- [Problem statement] Repeat every entry in full. Match each line exactly.

Records from a data collection:
------

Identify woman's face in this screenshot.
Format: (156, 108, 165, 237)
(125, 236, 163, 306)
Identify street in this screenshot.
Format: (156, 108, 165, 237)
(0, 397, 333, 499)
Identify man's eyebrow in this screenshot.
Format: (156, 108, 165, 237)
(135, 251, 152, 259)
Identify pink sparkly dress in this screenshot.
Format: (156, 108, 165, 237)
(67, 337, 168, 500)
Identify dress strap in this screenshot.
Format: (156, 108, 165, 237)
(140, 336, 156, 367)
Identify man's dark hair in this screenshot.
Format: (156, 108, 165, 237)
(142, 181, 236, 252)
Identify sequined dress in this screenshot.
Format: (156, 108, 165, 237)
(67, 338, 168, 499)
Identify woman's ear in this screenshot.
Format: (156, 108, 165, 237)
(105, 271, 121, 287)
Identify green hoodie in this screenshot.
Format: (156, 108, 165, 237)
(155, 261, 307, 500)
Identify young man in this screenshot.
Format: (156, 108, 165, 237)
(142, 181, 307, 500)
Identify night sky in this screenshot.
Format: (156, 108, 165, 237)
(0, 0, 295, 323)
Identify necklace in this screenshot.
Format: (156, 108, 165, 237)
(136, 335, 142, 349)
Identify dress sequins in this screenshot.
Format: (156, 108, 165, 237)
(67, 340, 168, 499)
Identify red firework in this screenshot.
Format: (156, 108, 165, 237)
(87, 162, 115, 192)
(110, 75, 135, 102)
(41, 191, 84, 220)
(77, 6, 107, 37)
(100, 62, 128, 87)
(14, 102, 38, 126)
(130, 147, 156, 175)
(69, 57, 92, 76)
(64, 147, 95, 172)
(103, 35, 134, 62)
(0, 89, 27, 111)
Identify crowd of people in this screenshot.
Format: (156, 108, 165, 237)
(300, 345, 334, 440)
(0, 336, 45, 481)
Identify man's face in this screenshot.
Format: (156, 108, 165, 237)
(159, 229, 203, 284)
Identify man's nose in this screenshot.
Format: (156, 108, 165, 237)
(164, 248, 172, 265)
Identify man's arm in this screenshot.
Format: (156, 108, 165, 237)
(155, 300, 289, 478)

------

- [Task output]
Identify woman's face in this screenshot.
Format: (156, 108, 165, 237)
(125, 236, 163, 306)
Identify street in this screenshot.
Format: (156, 108, 165, 237)
(0, 397, 333, 499)
Identify man's eyebrow in this screenshot.
Format: (156, 108, 165, 237)
(135, 251, 152, 259)
Identify pink sparkly dress in this screenshot.
Format: (156, 108, 165, 237)
(67, 337, 168, 500)
Identify dress strap in this screenshot.
Format: (156, 108, 165, 237)
(140, 336, 156, 367)
Identify man's dark hair in this screenshot.
Format: (156, 108, 165, 237)
(142, 181, 236, 252)
Identify sequined dress in this screenshot.
Format: (156, 108, 165, 237)
(67, 338, 168, 499)
Identify woman's ear in this screenshot.
Format: (156, 108, 165, 237)
(105, 271, 121, 287)
Identify green hoodie in this screenshot.
Format: (156, 108, 165, 237)
(155, 261, 307, 500)
Identify young man in this screenshot.
Format: (156, 108, 165, 237)
(142, 181, 307, 500)
Identify night sky in this screenshot.
Format: (156, 108, 165, 237)
(0, 0, 295, 323)
Identify necklace in this screenshot.
Format: (156, 108, 165, 237)
(136, 335, 142, 349)
Identify dress sequins in this screenshot.
Format: (156, 108, 165, 237)
(67, 340, 168, 499)
Identify red firework in this screenshot.
Format: (156, 108, 165, 237)
(87, 162, 115, 192)
(110, 75, 135, 102)
(41, 191, 84, 220)
(77, 6, 107, 37)
(100, 62, 128, 87)
(14, 102, 38, 126)
(130, 147, 156, 175)
(69, 57, 92, 76)
(64, 147, 95, 172)
(103, 35, 134, 62)
(0, 89, 27, 111)
Identify crowd of people in this screenshot.
Format: (156, 108, 165, 237)
(300, 345, 334, 440)
(0, 336, 45, 481)
Identify man's face in this screenshot.
Format: (156, 108, 165, 237)
(159, 229, 203, 284)
Identify man's nose in this screenshot.
Format: (156, 108, 165, 237)
(164, 248, 172, 265)
Identify man's arm in this screenshot.
Format: (156, 108, 165, 237)
(155, 300, 289, 478)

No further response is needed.